▸ GIVEN EXERCISE 1: In the passage on disability in India, why did the 2011 Census use simpler terminology and place the disability questions earlier in the schedule?

▸ SOURCE TEXT:
Disability is also closely linked to poverty. Factors like malnutrition, inadequate healthcare access, and accidents contribute to higher incidence of disability among the poor. Furthermore, disability can perpetuate and worsen poverty for both the individual and their family, making disabled people among the most impoverished globally.
The Census of India 2011 adopted a detailed approach to collecting data on disability. Information was gathered for all household members through the Household Schedule during the population enumeration phase. Enumerators were instructed to interact directly with disabled persons. The process involved field trials, consultations with civil society organizations and government ministries, and pre-tests to finalize questions. Simpler terminology was used, and questions were placed earlier in the schedule to improve coverage. The Census attempted to collect data on eight types of disabilities, expanded from five in 2001.
Crucially, efforts to improve the situation have been significantly driven by the disabled community themselves, leading to increased awareness and some policy responses from the government. Challenges persist, particularly within the education system, which often segregates disabled students. As highlighted in Box 5.7, while legislation may aim for inclusivity, practical barriers related to poverty and perceived limited opportunities can affect parents' views on the value of education for disabled children, particularly in rural or low-income urban areas.
Public spaces, including institutions like courts, often lack necessary infrastructure (e.g., ramps, accessible elevators) making them 'disabled-unfriendly', creating barriers to access and participation for disabled individuals seeking justice or employment, as illustrated in Box 5.6.
In conclusion, caste, tribe, gender, and disability are presented as social institutions that generate and maintain inequality and exclusion in India. However, these inequalities also fuel resistance and struggles for rights and dignity. While sociology has historically focused on class and race, and more recently gender, the Indian context requires specific attention to caste, tribe, and the complex interplay of these categories with others like religion, region, and intersectional identities. The experiences of groups marginalized by multiple factors, such as Muslims (as highlighted by the Sachar Committee Report), require increasing focus in understanding contemporary inequality.

▸ GIVEN EXERCISE 2: Rewrite the row below, including all of its points, with "window" switched to "door" and everything else left the same.

▸ AVAILABLE RECORDS:
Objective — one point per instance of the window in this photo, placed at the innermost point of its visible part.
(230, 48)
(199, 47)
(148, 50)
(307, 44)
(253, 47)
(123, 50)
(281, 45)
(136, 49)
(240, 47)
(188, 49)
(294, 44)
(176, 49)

▸ EXERCISE OUTPUT 1: The Census made both changes to improve coverage of disability data.

▸ EXERCISE OUTPUT 2:
Objective — one point per instance of the door in this photo, placed at the innermost point of its visible part.
(230, 48)
(199, 47)
(148, 50)
(307, 44)
(253, 47)
(123, 50)
(281, 45)
(136, 49)
(240, 47)
(188, 49)
(294, 44)
(176, 49)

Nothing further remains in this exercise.